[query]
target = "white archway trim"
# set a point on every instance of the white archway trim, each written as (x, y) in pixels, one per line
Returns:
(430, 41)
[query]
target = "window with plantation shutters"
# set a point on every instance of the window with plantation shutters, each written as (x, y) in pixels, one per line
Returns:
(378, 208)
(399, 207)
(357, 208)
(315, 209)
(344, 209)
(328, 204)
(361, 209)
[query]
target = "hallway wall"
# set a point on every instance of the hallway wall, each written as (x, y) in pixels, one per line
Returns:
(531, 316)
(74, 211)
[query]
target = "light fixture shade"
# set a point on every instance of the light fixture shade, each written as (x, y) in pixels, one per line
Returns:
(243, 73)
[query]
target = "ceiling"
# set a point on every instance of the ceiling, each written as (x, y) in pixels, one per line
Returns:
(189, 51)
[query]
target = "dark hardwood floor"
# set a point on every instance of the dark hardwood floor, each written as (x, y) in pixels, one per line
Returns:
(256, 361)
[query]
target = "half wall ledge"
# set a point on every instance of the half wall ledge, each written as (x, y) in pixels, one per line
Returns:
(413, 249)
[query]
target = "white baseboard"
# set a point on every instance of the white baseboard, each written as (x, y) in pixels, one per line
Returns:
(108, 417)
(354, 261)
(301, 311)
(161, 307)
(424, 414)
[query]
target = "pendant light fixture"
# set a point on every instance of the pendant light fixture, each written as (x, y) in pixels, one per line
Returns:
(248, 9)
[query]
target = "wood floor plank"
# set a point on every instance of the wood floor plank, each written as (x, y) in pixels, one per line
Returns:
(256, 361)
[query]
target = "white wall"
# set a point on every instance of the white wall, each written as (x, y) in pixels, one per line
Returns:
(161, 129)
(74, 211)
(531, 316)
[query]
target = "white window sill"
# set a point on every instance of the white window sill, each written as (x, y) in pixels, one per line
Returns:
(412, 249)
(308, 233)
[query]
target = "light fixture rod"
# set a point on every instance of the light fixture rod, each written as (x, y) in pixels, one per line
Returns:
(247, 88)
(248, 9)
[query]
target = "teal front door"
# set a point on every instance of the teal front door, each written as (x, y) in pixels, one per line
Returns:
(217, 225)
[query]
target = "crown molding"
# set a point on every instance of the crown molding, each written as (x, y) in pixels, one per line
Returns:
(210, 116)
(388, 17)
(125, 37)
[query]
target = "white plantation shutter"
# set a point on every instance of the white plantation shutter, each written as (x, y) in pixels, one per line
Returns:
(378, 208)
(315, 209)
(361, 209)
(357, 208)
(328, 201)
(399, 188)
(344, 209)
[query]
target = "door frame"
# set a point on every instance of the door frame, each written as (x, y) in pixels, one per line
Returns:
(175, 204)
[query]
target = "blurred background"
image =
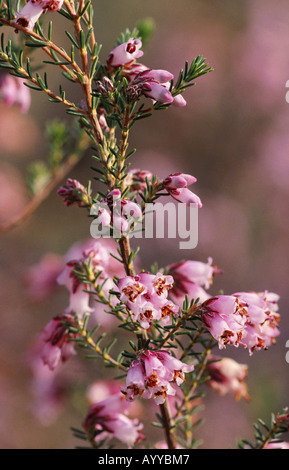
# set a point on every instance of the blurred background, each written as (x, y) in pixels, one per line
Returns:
(233, 135)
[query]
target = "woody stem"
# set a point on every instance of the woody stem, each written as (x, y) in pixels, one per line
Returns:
(167, 423)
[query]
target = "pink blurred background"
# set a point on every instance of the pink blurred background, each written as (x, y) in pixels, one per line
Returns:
(233, 136)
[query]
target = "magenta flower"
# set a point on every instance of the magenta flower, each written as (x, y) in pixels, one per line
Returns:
(56, 337)
(146, 297)
(192, 278)
(197, 272)
(225, 317)
(151, 376)
(14, 92)
(176, 185)
(107, 419)
(125, 53)
(227, 376)
(74, 193)
(148, 83)
(33, 9)
(238, 322)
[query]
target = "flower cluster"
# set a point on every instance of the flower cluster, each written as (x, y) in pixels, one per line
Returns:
= = = = =
> Exercise objective:
Leaving the pictures out, set down all of the data again exactly.

> Expected answer:
[query]
target = "white archway trim"
# set a point on every instance of the white archway trim, each written as (x, y) in pixels, one per line
Returns:
(430, 41)
[query]
target = "window with plantation shutters"
# set a point on every instance of the window with plantation shutters, each written as (x, y) in pixels, one per line
Returns:
(378, 208)
(399, 207)
(357, 208)
(315, 209)
(344, 209)
(328, 204)
(361, 209)
[query]
target = "hallway wall"
# set a point on every instance of the hallway wall, each written as (x, y) in pixels, one per line
Returns:
(531, 316)
(74, 211)
[query]
target = "light fixture shade"
# set a point on every instance of the light fixture shade, each written as (x, y) in pixels, one per line
Returns:
(243, 73)
[query]
target = "ceiling"
# set a point on every instance of the ceiling, each written as (x, y) in pixels, one per line
Returns:
(189, 51)
[query]
target = "dark hardwood floor"
# set a point on every instance of the dark hardwood floor, each written as (x, y) in pixels, one per line
Returns:
(256, 361)
[query]
target = "half wall ledge"
# set a point on every instance of the half wall ledge, each written as (x, y) in pixels, one per line
Returns:
(413, 249)
[query]
target = "white baseboard"
# set a point on every instance of the white baseboard, each written as (x, y) in pixels, one per line
Returns:
(108, 417)
(354, 261)
(301, 311)
(161, 307)
(424, 414)
[query]
target = "pendant light fixture"
# set a point on every instance of the pendant light fixture, each written as (x, y) in pixels, one per line
Returns:
(248, 9)
[query]
target = "wood floor plank"
# set a point on every instance of the wood floor plank, each written as (x, y) in pixels, one per line
Returns:
(256, 361)
[query]
target = "white wall"
# set a point on every instance of the white wall, each written as (x, y) in pixels, one per line
Returns:
(161, 129)
(74, 211)
(531, 316)
[query]
target = "white window sill"
# set a point on every instance of the white window sill, each written as (x, y) in pixels, one per line
Returns:
(412, 249)
(308, 233)
[query]
target = "light fixture rod"
# set a point on every instance of the light fixture rod, each written as (x, y) in pixels, one per line
Returns:
(247, 88)
(248, 9)
[query]
target = "teal front door"
# set a point on every instance of the teal front door, each written as (x, y) in pixels, one per line
Returns:
(217, 225)
[query]
target = "crown molding"
# set a point on every instance of the crown molding, each written as (x, y) in pixels, one per line
Returns:
(210, 116)
(388, 17)
(125, 37)
[query]
target = "white plantation shutter"
# set a point on every instance of the white plantation shutter, each written as (x, y) in pixels, one per line
Returns:
(378, 208)
(315, 209)
(361, 209)
(357, 208)
(328, 201)
(399, 188)
(344, 209)
[query]
target = "door frame"
# set a point on every instance of the door frame, each written as (x, y) in pixels, one per line
Returns:
(175, 204)
[query]
target = "blurred background"
image =
# set a point on every instance of the blurred background, each written as (x, y) in pixels, one per line
Returns:
(233, 135)
[query]
target = "woody stem"
# set a point on every instance of the woody stem, each written as (x, y) in pixels, one per line
Returns:
(167, 423)
[query]
target = "pink blurred background"
# set a point on every instance of the pink blurred background, each written as (x, y) in pixels, one per line
Returns:
(233, 136)
[query]
target = "magenta flower"
# set a point on every instance of the magenta flower, each written as (x, y) in pixels, one per line
Returns:
(56, 337)
(146, 297)
(192, 278)
(197, 272)
(225, 317)
(151, 376)
(14, 92)
(176, 185)
(107, 419)
(125, 53)
(227, 376)
(74, 193)
(148, 83)
(33, 9)
(238, 322)
[query]
target = "flower cluster"
# set a point on every instance of the flower cluster, each written as (x, y) in pixels, one per line
Returns:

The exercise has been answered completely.